* What to work on *
Return each line of the records below that contains the word "ceiling", copying every such line in full.

* Information provided *
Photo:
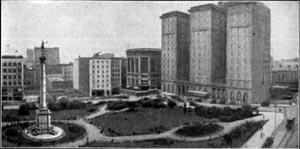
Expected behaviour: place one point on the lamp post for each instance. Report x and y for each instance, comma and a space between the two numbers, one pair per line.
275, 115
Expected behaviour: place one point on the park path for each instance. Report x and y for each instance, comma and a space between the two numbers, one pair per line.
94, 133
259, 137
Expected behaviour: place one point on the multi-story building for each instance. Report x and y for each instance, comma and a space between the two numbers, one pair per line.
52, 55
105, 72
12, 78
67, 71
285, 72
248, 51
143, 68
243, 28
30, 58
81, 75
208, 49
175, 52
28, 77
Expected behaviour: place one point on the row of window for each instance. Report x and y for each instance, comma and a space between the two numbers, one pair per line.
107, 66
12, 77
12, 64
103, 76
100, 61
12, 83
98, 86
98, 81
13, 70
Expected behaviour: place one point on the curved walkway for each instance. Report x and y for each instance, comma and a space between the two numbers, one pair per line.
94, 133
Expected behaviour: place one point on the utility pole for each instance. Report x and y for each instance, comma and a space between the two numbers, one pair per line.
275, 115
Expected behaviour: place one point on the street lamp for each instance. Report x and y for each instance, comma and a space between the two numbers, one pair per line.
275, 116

...

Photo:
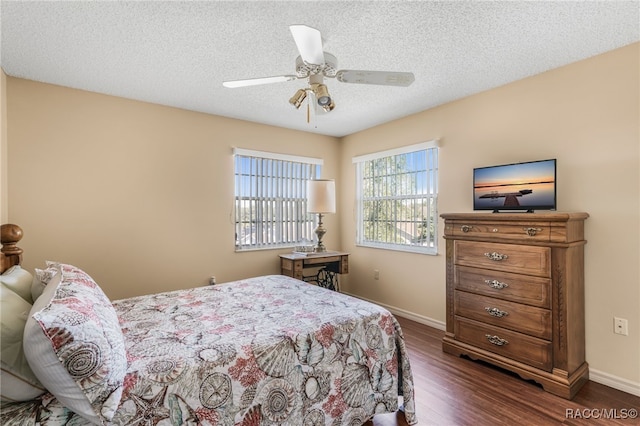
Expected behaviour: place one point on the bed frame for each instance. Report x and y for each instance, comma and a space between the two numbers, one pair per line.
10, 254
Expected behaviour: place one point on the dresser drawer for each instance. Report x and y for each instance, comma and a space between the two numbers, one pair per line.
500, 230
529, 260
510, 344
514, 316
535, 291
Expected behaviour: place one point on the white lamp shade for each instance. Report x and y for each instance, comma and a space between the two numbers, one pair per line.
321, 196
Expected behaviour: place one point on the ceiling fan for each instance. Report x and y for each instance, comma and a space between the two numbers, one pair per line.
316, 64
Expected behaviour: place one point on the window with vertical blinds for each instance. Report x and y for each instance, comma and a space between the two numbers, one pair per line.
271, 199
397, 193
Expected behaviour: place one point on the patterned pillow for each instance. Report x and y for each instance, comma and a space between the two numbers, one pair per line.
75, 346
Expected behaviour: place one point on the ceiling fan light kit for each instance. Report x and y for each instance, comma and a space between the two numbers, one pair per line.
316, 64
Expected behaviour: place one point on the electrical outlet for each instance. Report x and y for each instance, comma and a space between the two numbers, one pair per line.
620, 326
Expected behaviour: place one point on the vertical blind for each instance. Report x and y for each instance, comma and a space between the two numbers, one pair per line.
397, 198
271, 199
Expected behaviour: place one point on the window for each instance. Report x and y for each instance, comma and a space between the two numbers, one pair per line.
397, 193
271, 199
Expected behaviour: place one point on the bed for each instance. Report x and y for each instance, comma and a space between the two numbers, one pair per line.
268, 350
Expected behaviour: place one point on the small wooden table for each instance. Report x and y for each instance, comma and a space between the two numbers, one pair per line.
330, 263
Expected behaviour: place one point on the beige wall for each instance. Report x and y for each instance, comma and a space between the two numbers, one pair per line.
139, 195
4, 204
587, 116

* Correct output *
Expected behaviour: place one point on the ceiling fan for each instance. Report x and y for each instance, comma and a space between the two numbers, one pair per line.
Expected behaviour: place one point on the ceiling fan light kit for each instance. Report x and y for each instance, comma and a space between the two numbers, one pair per line.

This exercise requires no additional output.